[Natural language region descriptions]
* * * * * * * * *

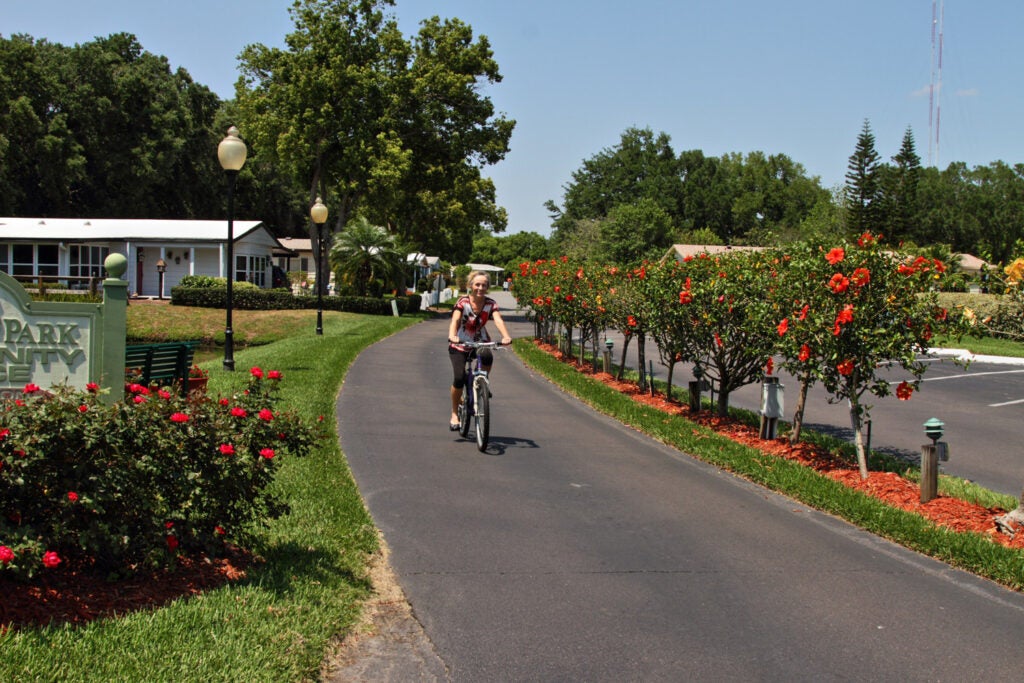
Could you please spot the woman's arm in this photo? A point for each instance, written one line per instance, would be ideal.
(500, 324)
(454, 326)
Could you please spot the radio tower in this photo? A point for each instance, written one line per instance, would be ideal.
(935, 89)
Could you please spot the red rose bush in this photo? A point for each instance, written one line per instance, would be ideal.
(129, 485)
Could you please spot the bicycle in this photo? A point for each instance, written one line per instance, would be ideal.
(475, 403)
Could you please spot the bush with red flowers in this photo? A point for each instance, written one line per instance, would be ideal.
(129, 485)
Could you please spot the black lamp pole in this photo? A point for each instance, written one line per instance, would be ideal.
(318, 213)
(231, 154)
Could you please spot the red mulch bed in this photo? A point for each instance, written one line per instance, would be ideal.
(950, 512)
(79, 595)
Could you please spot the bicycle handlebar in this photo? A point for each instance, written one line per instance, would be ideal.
(481, 344)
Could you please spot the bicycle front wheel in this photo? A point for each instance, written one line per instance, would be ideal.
(482, 414)
(465, 412)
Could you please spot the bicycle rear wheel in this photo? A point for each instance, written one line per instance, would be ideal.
(482, 414)
(465, 411)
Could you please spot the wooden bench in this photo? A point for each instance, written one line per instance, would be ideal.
(165, 363)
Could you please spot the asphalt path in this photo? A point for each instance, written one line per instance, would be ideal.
(578, 549)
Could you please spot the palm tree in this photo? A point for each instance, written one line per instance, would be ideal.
(364, 253)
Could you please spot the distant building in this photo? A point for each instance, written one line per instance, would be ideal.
(75, 249)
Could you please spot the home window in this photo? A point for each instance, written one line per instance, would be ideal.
(85, 261)
(252, 269)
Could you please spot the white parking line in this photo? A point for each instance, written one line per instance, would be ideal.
(956, 377)
(1009, 402)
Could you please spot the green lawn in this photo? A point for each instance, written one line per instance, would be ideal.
(278, 623)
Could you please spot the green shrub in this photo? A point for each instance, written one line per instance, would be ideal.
(129, 485)
(203, 282)
(254, 298)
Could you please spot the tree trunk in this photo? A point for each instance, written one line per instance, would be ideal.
(622, 363)
(798, 415)
(642, 361)
(668, 388)
(858, 438)
(723, 402)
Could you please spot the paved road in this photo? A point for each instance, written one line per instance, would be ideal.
(577, 549)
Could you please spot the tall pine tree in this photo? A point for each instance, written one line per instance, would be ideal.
(862, 184)
(901, 193)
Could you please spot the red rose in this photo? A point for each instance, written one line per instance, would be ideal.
(903, 391)
(836, 255)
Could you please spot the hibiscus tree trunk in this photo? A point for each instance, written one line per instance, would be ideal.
(798, 415)
(858, 437)
(622, 361)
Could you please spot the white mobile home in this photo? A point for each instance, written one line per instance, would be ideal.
(75, 248)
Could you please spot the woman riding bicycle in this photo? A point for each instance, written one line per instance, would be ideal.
(469, 319)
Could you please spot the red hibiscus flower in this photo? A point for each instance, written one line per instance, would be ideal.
(860, 276)
(903, 391)
(839, 283)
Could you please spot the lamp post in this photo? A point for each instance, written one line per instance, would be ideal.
(231, 154)
(318, 213)
(161, 268)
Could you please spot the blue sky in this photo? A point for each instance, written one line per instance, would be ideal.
(794, 77)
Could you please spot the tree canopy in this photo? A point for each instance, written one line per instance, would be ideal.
(393, 128)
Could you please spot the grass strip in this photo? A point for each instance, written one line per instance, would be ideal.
(971, 552)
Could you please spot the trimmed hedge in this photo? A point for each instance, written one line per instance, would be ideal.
(279, 299)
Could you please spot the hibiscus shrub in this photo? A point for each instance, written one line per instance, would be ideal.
(129, 485)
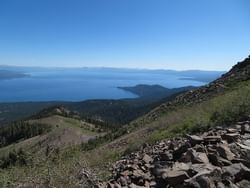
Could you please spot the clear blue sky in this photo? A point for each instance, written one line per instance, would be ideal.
(169, 34)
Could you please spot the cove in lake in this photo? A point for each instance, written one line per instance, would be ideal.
(86, 83)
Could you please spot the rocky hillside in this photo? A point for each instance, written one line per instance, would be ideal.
(217, 158)
(239, 73)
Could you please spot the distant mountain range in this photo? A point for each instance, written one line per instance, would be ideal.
(197, 75)
(9, 74)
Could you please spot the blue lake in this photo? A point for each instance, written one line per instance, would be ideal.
(82, 84)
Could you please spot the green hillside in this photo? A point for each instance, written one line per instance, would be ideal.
(223, 102)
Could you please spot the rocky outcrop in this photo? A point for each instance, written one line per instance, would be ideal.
(239, 73)
(217, 158)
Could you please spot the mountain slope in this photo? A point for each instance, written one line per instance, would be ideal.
(221, 103)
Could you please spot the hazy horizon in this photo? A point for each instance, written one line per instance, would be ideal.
(106, 67)
(175, 35)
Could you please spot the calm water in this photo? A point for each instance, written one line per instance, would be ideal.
(77, 85)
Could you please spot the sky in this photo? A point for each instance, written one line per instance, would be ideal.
(152, 34)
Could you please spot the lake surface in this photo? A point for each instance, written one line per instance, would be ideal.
(83, 84)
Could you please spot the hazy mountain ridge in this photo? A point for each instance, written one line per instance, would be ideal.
(222, 102)
(8, 74)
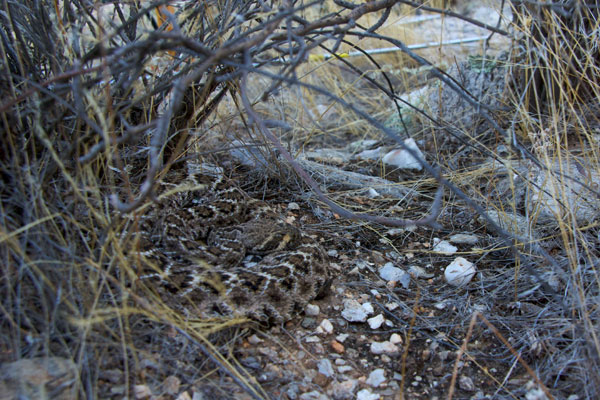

* * * * * * * * *

_WHAT YOU ARE ASKED TO DO:_ Each record above should be retyped exactly, with no pictures carried over.

_ANSWER TO THE PROBLEM:_
Could you please spot the woman's arm in this photo? A point for each instance, written one line per instance, would be ideal.
(500, 324)
(454, 326)
Could you please spot the radio tower in this photo? A point for each instance, written one line per instance, would be ideal.
(935, 89)
Could you please spot the red rose bush in this photo? A point for each instance, written one line per instance, would be ideal.
(129, 485)
Could you please spot the bicycle in this photo? A point for each instance, written one line per instance, would be ideal.
(475, 403)
Could you please spot the bush with red flowers in this photo? A point for each instance, written one line per instance, would be ideal.
(129, 485)
Could you please spot the black lamp pole in this photo? A point for each instance, written one line per instance, would be ideal.
(318, 213)
(231, 154)
Could you please spot the red mulch bed in this photo? A point for each instance, written one line per instance, would be ideal.
(950, 512)
(79, 595)
Could you please spot the bicycle handlebar in this photo? A point for each instance, written one line per instance, would be ideal.
(481, 344)
Could you please spot the bicycle front wheel in this photo? A point for each instance, written one line per instance, would be ideal.
(482, 414)
(465, 412)
Could you please spot the bicycle rear wheel in this photo? A point for each instance, written one line per instance, would be ideal.
(482, 414)
(465, 411)
Could you please spot the wooden bench in this photo? A point for each instance, written one line per instance, would be ideal.
(165, 363)
Could you please spot the asphalt path in this photo? A point for each instance, written one line per instance, would be ideal.
(578, 549)
Could you please spot the palm tree in this photo? A point for each instance, written one line per instance, would be ideal.
(364, 253)
Could you please spot the distant building in this photo? A point for each instance, written one line per instance, would be ideal.
(75, 249)
Could you please spot the home window in this photo? A point for each instance, written one line per instance, would be ideal.
(85, 261)
(252, 269)
Could you please spot the white parking line in this photo? A point for each instance, written one line per instance, would be ideal.
(956, 377)
(1009, 402)
Could you please spot the green lawn in this photo? A point for each instance, written one line per instance, would be ideal.
(278, 623)
Could you please spot the green shrub in this photo? A point for each instance, written one line per instance, would be ideal.
(129, 485)
(203, 282)
(254, 298)
Could you please spot the tree trunk in this photo? A point for each instance, written one line per instance, would be ideal.
(622, 363)
(798, 415)
(642, 361)
(668, 388)
(858, 438)
(723, 402)
Could you please spot the paved road in this photo? A point for each instance, written one line per instance, would be ideal.
(577, 549)
Could you please spot the tall pine tree in this photo? A point for each instance, written one line per instance, would be ideal.
(862, 184)
(901, 193)
Could you please spot the red rose in this photo? A point for each instance, written one line per instance, would be ideal.
(903, 391)
(836, 255)
Could you please spot the hibiscus tree trunk in this photo? A point for each instance, written one line per instance, would be ideal.
(798, 415)
(858, 437)
(622, 361)
Could you please spot the white mobile home in this photo? A point for each instance, written one line per instance, would be ideal.
(75, 248)
Could you please spot the woman riding bicycle in this photo? A point for each instance, written one line per instance, would be ideal.
(469, 319)
Could you please spot the red hibiscus flower in this photo? A point for each instance, written one line per instance, would be ideal.
(860, 276)
(903, 391)
(839, 283)
Could you please spot the lamp post in this photo? A point for each instance, written one line per instance, would be ideal.
(231, 154)
(318, 213)
(161, 268)
Could you please spot the blue sky in this photo? A point for each instance, written one line per instance, would be ideal.
(794, 77)
Could you please spot the tree canopy in this photo? A point for each instance, written one line per instance, would be ideal.
(393, 128)
Could you please spot the grass strip in this photo? A point for each instance, written one line per instance, would be ideal.
(971, 552)
Could you please spot the trimmed hedge in this photo? A point for each instance, written one line per instance, would be ideal.
(279, 299)
Could you please spot the hibiscus shrub in this photo? A point for each instance, written one line per instance, would be ideal.
(129, 485)
Could you please spot the clear blue sky in this photo? A point for each instance, written one line per instance, would be ideal.
(169, 34)
Could you please spot the cove in lake in this photo? A point for each instance, written one line per instance, would be ideal.
(86, 83)
Could you please spot the rocky hillside in this photo? A point for each instance, written one line per instance, would be ideal.
(217, 158)
(239, 73)
Could you please spot the distant mountain range in this photo? A point for each instance, written one line per instance, would be ideal.
(197, 75)
(9, 74)
Could you please spot the blue lake in this photo? A point for each instance, written one line per instance, would be ideal.
(82, 84)
Could you please spot the green hillside in this photo? A point for each instance, written one line per instance, would be ideal.
(223, 102)
Could you please spot the rocky outcrop in this photo? A point for each instance, written one line per instance, would be ideal.
(239, 73)
(217, 158)
Could you please spot the mountain slope in this photo? A point for each instance, written one line per instance, would be ideal.
(221, 103)
Could you please spot the hazy horizon in this photo? A point for each instance, written one line per instance, would be ideal.
(106, 67)
(175, 35)
Could you please spot the calm water in this photo? A point for each instance, written one line per instance, would be ideal.
(77, 85)
Could you please spot the sky in this photo? A point for each instance, written one line per instance, would be ideal.
(152, 34)
Could you please spot the lake surface in this photo? A point for each instance, written one line per instance, would be ideal.
(83, 84)
Could you please spot the hazy mountain ridge in this photo? A point for each instance, written one line per instance, would be ideal.
(222, 102)
(8, 74)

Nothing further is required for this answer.